## Texto de origem
21/07/2016

OS DIAS DE PELEGUE

- A DISPERSÃO PELA TERRA (2)
Numa mensagem anterior (A dispersão pela terra -1), abordámos a dispersão causada pela confusão de línguas em Babel. Antes de prosseguir com o tema dos dias de Pelegue, retomo o conteúdo da mensagem anterior.
A tese que tem mais apoio é que a confusão de línguas gerada em Babel foi o motivo da dispersão dos descendentes de Noé por toda a superfície da terra e a origem das línguas. Que, antes disto, em toda a terra havia apenas uma linguagem e uma maneira de falar (Gn 11:1). E que esta dispersão se deu nos dias de Pelegue (Gn 10:25).
Contudo, com base numa análise de várias palavras utilizadas em Gn 10 e 11, temos razões para crer que há causas diversas para a dispersão das famílias descendentes dos filhos de Noé. E que a história da torre de Babel tem um significado muito específico, cuja interpretação poderá ser inferida do uso, em vários versículos em Gn 10 e 11, das palavras traduzidas em Português língua e linguagem. À primeira vista, parecem sinónimos, mas não são. Em Hebraico, são palavras diferentes com significado diferente.
Língua’ em Gn 10:5, 20,31 é diferente de ‘linguagem’ em Gn 11:1,6,7,9.
Em Gn 10:5, 20 e 31, ao falar da dispersão dos descendentes dos filhos de Noé, a palavra ‘língua’ é LASHON, em Hebraico, significando língua (o órgão do corpo) e idioma. Gn 10:5- Estes repartiram entre si as ilhas das nações nas suas terras, cada qual segundo a sua língua (o seu idioma), segundo as suas famílias, em suas nações.
LASHON é empregado, por exemplo, em Dt 28:49, Ne 13:24, Dn 1:4; Ester 1:22; 3:12, Is 28:11; 66:18 onde se refere às línguas faladas pelos diferentes povos.
Em Gn 11:1 – em toda a terra havia apenas uma linguagem e uma só maneira de falar – aqui ‘linguagem’ é tradução de SAPHAH (lábio) e ‘maneira de falar’ da palavra DABAR (palavra). A palavra SAPHAH, literalmente lábio (1 Sam 1:13), refere-se ao conteúdo do que se fala (por ex. Ex 6:12, 30), não à forma ou idioma. E o uso de DABAR reforça isto.
 ‘Lábio’ (SAPHAH) está associado à confissão religiosa. Darei lábios puros aos povos (Sof 3:9); o que proferiram os teus lábios, isto guardarás (Dt 23:23); nunca os meus lábios falarão injustiça (Jó 27:4); as minhas razões provam a sinceridade do meu coração, e os meus lábios proferem o puro saber (Jó 33:3); proclamei as boas novas de justiça na grande congregação, jamais cerrei os lábios (Sl 40:9); sou homem de lábios impuros (Is 6:5); …
O que aconteceu em Babel não foi uma confusão e divisão de línguas, no sentido de idiomas falados pelas pessoas, mas uma divisão em termos de religião, de confissão religiosa, de “palavra”. Depois do dilúvio, no princípio, havia uma linguagem em toda a terra; todos confessavam o mesmo Deus. A linguagem que os habitantes de Babel estavam a falar não era a mesma que se falava no início, quando Noé e sua família saíram da arca. Queriam edificar uma cidade para si, uma torre que chegasse aos céus e tornar célebre o seu nome. Estes tinham todos a mesma linguagem. É essa linguagem pecaminosa, de um povo “um” na sua rebeldia, que foi confundida porque na união não haveria restrição ao seu intento (Gn 11:6).

[Entradas da coleção]
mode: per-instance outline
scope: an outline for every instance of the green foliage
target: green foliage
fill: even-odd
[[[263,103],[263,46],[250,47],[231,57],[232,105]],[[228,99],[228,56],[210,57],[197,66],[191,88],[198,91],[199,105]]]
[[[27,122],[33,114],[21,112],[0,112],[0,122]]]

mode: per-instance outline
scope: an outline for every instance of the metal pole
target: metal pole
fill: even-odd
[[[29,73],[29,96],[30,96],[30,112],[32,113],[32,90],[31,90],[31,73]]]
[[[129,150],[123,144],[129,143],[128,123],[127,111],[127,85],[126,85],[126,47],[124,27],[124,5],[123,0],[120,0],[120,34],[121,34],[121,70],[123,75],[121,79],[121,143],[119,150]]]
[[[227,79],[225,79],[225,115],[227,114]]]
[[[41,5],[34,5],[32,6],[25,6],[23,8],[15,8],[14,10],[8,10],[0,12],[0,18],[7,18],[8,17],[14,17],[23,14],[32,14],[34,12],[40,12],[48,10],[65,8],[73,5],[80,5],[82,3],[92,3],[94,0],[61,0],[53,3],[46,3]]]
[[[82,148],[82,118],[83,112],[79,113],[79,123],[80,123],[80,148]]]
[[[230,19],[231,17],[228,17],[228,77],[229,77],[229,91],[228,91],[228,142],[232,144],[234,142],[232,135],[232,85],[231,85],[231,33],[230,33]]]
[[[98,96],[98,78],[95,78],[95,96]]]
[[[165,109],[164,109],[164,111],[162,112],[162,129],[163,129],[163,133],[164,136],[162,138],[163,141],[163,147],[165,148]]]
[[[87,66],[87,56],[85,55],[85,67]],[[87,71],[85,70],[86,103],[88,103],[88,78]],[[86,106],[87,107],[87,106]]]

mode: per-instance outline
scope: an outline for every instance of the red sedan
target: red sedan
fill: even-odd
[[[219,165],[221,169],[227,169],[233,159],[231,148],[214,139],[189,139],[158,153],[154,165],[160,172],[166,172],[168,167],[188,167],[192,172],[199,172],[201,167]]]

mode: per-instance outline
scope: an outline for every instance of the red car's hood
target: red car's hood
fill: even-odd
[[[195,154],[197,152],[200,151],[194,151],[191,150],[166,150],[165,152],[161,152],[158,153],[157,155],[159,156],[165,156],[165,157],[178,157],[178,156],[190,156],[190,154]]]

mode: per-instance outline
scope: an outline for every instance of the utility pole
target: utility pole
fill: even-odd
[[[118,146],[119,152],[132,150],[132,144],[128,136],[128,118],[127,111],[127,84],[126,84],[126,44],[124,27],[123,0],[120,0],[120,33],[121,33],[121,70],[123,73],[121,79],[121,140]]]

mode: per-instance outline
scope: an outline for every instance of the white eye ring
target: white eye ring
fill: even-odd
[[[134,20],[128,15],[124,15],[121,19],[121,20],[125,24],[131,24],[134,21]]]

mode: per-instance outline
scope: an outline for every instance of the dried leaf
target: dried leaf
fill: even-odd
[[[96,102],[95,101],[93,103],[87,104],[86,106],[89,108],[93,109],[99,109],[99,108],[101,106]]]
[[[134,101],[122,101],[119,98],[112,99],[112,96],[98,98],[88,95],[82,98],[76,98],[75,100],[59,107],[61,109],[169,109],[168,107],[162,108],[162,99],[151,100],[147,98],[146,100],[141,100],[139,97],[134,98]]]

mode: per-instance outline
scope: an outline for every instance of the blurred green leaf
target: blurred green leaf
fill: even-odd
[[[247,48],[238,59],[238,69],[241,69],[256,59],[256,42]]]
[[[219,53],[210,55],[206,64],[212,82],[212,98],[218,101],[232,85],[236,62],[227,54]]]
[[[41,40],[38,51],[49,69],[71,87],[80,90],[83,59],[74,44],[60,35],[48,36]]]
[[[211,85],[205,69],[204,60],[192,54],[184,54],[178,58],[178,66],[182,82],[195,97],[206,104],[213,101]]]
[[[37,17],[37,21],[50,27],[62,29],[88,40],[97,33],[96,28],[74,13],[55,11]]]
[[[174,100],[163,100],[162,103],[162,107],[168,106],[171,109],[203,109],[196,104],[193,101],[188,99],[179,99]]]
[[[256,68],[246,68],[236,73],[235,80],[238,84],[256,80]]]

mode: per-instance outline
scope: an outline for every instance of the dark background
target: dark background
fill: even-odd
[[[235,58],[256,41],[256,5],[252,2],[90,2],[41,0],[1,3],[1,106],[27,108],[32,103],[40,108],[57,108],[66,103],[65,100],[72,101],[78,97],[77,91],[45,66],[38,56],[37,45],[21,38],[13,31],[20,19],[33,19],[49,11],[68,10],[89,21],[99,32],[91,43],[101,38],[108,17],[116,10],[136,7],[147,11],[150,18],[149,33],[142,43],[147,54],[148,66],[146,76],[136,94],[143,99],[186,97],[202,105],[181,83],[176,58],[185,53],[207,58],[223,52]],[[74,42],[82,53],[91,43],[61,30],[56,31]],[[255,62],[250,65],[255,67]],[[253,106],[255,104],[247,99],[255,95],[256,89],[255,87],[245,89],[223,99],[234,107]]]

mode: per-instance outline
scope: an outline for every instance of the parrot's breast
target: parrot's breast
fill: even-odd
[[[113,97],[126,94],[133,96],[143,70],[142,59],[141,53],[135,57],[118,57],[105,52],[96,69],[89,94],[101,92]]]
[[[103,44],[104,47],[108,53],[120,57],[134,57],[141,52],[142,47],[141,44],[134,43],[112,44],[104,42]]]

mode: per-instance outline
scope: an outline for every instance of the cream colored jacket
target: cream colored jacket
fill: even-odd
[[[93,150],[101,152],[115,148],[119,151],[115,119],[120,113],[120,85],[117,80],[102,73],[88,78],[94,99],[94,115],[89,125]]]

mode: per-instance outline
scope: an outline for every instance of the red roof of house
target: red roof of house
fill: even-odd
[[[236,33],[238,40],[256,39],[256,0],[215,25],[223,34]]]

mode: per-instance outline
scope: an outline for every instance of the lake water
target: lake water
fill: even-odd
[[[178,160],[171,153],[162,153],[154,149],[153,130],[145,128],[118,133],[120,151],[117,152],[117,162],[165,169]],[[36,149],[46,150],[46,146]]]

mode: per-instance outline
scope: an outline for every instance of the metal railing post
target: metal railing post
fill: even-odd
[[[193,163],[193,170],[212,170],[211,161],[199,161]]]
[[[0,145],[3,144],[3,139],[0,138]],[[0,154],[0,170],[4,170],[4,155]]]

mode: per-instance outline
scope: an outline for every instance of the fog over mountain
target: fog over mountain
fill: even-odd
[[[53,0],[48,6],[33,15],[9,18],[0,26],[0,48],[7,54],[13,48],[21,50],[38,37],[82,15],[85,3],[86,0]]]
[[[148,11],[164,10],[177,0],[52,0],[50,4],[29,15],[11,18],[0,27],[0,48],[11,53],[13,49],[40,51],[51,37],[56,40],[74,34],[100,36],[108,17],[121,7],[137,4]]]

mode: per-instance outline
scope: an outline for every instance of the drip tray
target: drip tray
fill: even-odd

## Tarefas a realizar
1 - Reescreva de forma mais breve o parágrafo do texto sobre os dias de Pelegue que começa por "Em Gn 11:1 – em toda a terra", mantendo os factos principais.
2 - Com base no texto sobre os dias de Pelegue, responda:
(a) Que palavra hebraica é traduzida por "língua" em Gn 10:5, 20 e 31?
(b) Que versículo é indicado para situar a dispersão nos dias de Pelegue?
(c) A que está associado "lábio" (SAPHAH)?
3 - Transcreva do texto sobre os dias de Pelegue o trecho que vai de "A tese que tem" até "com significado diferente.".

## Conjunto de respostas
1 - Em Gn 11:1, "linguagem" traduz SAPHAH (lábio) e "maneira de falar" traduz DABAR (palavra). SAPHAH, literalmente "lábio" (1 Sam 1:13), designa o conteúdo do que se diz (por ex. Ex 6:12, 30), e não a forma ou o idioma. O uso de DABAR reforça esta ideia.

2 -
(a) LASHON.
(b) Gn 10:25.
(c) À confissão religiosa.

3 -
A tese que tem mais apoio é que a confusão de línguas gerada em Babel foi o motivo da dispersão dos descendentes de Noé por toda a superfície da terra e a origem das línguas. Que, antes disto, em toda a terra havia apenas uma linguagem e uma maneira de falar (Gn 11:1). E que esta dispersão se deu nos dias de Pelegue (Gn 10:25).
Contudo, com base numa análise de várias palavras utilizadas em Gn 10 e 11, temos razões para crer que há causas diversas para a dispersão das famílias descendentes dos filhos de Noé. E que a história da torre de Babel tem um significado muito específico, cuja interpretação poderá ser inferida do uso, em vários versículos em Gn 10 e 11, das palavras traduzidas em Português língua e linguagem. À primeira vista, parecem sinónimos, mas não são. Em Hebraico, são palavras diferentes com significado diferente.